## Petunjuk Latihan
Kembalikan bagian dari artikel tentang bangunan klasik di Parigi, mulai dari "Karya arsitektur klasik" dan berakhir pada "foto-foto yang instagramable.", tanpa mengubah satu kata pun.

## Kutipan untuk Dibaca
**********
Karya arsitektur klasik selalu memiliki daya tarik. Mengamati dan menikmati suasana di dalam bangunan lawas tak jarang menjambak ingatan ke masa lalu.
Di Kabupaten Pangandaran ada satu bangunan klasik yang cukup terkenal bagi masyarakat Kecamatan Parigi, yakni rumah milik Tietiek Kartiyamah. Lokasinya tak jauh dari alun-alun Kecamatan Parigi.
Bangunan klasik ini semakin dikenal setelah dijadikan kedai kopi dan menjadi salah satu tempat nongkrong anak-anak muda Pangandaran. Arsitektur eksterior dan interiornya yang klasik menjadi daya tarik dan kerap dijadikan tempat foto-foto yang instagramable.
SCROLL TO CONTINUE WITH CONTENT
Ruangannya cukup luas dengan ukuran pintu dan jendela yang sangat besar, khas bangunan klasik. Selain itu jarak dari lantai ke atap pun cukup tinggi. Akses masuk ada 3 pintu di bagian muka. Sehingga memberikan kesan jadul yang begitu kuat.
Bangunan ini ternyata memiliki sejarah dan menjadi saksi perjalanan panjang kehidupan masyarakat Parigi Pangandaran. Masyarakat Pangandaran mengenal fungsi bangunan ini dengan beragam sesuai usianya.
![]() |
Anak-anak milenial mengenalnya sebagai kedai kopi, bagi yang berusia 30-an mengenalnya sebagai toko Dudu dan warga yang berusia 60-an mengenalnya sebagai bangunan Sekolah Rakyat atau eks Klinik Belanda. Ada pula yang mengenalnya sebagai toko kain batik. Namun dari sekian banyak sebutan terhadap bangunan itu, sebutan yang paling banyak dikenal warga adalah Toko Dudu.
"Saya tidak tahu kapan persisnya bangunan ini didirikan. Yang jelas kami ingin tetap mempertahankannya," kata Ria Siti Sadariyah, anak pemilik bangunan ini, Sabtu (30/1/2021).
Dia mengatakan ibunya, Tietiek Kartiyamah lahir pada tahun 1938 di rumah itu. Sehingga dia berasumsi bangunan ini sudah berdiri sekitar tahun 1900.
"Jaman kakek saya pun rumah ini sudah ada. Ada dua bangunan, yang depan ini yang jadi kedai kopi. Lalu di belakang ada lagi bangunan kecil yang kami namakan Bumi Alit," kata Ria.
![]() |
Berdasarkan cerita keluarganya, Ria mengatakan bangunan ini sempat dijadikan markas tentara penjajah Belanda.
"Kakek dan nenek saya diusir. Rumah ini dijadikan markas tentara," kata Ria. Kemudian selang beberapa tahun, dijadikan klinik kesehatan bagi tentara Belanda. "Nah Bumi Alit yang dibelakang itu jadi rumah dinas dokternya," kata Ria.
**********
[Cuplikan dari sebuah himpunan data]
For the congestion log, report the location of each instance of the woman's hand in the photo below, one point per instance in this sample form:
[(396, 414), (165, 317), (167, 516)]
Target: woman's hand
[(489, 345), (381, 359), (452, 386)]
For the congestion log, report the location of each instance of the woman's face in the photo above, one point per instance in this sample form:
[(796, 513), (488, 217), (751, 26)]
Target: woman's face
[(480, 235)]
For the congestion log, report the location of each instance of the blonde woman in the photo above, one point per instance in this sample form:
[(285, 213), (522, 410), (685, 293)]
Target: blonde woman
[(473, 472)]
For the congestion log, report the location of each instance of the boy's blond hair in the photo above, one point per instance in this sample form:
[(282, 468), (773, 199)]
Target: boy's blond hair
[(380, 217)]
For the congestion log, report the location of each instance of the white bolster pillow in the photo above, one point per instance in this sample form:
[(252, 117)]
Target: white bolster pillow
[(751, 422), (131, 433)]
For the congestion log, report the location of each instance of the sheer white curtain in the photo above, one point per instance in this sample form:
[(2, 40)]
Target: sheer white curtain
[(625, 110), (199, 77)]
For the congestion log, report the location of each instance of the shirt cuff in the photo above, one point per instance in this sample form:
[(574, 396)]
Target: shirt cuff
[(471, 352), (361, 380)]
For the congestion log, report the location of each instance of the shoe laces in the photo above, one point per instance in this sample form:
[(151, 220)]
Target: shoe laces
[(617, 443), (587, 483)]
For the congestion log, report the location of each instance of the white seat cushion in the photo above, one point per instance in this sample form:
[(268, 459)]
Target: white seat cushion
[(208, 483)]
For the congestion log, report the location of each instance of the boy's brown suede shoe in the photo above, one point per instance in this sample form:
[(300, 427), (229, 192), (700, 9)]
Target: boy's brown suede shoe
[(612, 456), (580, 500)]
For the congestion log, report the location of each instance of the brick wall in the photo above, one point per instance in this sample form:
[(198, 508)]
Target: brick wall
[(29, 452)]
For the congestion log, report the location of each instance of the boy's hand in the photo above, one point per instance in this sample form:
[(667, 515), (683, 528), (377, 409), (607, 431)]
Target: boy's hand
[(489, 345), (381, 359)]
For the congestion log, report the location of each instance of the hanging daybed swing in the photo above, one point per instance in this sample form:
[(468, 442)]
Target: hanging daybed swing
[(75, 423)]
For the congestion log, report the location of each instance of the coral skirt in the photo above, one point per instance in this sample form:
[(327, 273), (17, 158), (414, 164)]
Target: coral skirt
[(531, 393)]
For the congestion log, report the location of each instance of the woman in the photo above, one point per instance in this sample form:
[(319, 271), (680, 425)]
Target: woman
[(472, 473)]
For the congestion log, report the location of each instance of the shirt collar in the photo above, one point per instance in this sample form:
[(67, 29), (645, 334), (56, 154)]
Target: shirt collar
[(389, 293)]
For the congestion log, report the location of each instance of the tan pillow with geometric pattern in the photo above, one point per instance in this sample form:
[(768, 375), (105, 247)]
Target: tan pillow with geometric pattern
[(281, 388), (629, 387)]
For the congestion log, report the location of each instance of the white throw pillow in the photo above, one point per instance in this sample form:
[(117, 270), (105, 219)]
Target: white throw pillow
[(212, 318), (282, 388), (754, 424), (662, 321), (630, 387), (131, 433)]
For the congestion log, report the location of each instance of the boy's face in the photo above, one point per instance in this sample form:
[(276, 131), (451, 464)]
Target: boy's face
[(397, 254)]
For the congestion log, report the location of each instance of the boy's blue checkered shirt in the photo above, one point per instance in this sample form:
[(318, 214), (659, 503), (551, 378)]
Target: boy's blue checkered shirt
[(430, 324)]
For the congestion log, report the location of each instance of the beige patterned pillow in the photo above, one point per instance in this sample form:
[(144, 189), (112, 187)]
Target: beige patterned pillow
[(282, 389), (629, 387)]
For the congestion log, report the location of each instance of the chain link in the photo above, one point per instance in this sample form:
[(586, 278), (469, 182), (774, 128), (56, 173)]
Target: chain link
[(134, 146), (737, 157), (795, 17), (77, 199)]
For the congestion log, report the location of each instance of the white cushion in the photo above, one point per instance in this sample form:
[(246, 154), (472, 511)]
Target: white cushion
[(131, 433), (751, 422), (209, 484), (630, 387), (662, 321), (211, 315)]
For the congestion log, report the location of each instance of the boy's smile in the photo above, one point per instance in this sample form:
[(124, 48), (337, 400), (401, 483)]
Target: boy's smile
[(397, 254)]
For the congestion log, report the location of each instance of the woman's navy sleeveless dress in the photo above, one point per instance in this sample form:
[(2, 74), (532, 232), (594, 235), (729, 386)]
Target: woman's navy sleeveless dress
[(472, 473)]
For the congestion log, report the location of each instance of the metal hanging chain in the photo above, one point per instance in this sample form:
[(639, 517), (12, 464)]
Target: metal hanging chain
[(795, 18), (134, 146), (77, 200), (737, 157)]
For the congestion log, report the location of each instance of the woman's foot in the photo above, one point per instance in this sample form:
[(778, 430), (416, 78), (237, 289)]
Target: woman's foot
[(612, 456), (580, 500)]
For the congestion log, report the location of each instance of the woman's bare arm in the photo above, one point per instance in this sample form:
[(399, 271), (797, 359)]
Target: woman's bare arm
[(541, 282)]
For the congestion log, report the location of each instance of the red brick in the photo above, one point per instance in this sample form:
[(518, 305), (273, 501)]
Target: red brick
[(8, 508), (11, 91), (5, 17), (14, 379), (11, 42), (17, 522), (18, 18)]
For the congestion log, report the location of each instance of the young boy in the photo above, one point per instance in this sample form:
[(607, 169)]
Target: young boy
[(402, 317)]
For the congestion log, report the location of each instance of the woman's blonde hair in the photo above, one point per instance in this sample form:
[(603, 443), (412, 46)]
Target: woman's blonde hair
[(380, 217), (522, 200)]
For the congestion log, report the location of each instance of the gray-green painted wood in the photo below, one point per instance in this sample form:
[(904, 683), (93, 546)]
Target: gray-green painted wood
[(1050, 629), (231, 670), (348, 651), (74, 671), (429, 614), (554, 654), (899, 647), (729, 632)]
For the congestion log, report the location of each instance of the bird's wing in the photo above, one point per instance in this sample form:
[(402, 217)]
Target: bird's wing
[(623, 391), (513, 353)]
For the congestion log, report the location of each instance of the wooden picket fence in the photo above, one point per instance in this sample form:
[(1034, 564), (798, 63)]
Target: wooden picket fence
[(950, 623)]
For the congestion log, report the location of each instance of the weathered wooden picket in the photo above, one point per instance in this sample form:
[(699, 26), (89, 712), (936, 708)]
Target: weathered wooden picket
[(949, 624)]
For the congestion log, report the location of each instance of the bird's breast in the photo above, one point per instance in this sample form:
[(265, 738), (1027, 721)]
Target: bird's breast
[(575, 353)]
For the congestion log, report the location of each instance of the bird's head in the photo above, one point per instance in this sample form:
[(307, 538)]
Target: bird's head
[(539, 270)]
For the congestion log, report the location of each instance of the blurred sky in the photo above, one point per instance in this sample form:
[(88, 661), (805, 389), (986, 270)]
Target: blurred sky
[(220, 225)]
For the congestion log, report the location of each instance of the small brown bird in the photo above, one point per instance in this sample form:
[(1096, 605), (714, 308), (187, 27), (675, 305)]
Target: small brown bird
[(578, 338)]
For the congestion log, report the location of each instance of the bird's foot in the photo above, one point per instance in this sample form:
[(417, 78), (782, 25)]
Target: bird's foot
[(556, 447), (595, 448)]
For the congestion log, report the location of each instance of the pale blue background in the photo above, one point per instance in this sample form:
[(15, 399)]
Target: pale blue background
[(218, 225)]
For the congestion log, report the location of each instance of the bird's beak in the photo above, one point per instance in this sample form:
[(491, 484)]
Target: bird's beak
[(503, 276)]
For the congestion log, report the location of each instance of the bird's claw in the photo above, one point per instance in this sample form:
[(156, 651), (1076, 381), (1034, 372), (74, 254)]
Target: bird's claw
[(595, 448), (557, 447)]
**********
## Jawaban Anda
Karya arsitektur klasik selalu memiliki daya tarik. Mengamati dan menikmati suasana di dalam bangunan lawas tak jarang menjambak ingatan ke masa lalu.
Di Kabupaten Pangandaran ada satu bangunan klasik yang cukup terkenal bagi masyarakat Kecamatan Parigi, yakni rumah milik Tietiek Kartiyamah. Lokasinya tak jauh dari alun-alun Kecamatan Parigi.
Bangunan klasik ini semakin dikenal setelah dijadikan kedai kopi dan menjadi salah satu tempat nongkrong anak-anak muda Pangandaran. Arsitektur eksterior dan interiornya yang klasik menjadi daya tarik dan kerap dijadikan tempat foto-foto yang instagramable.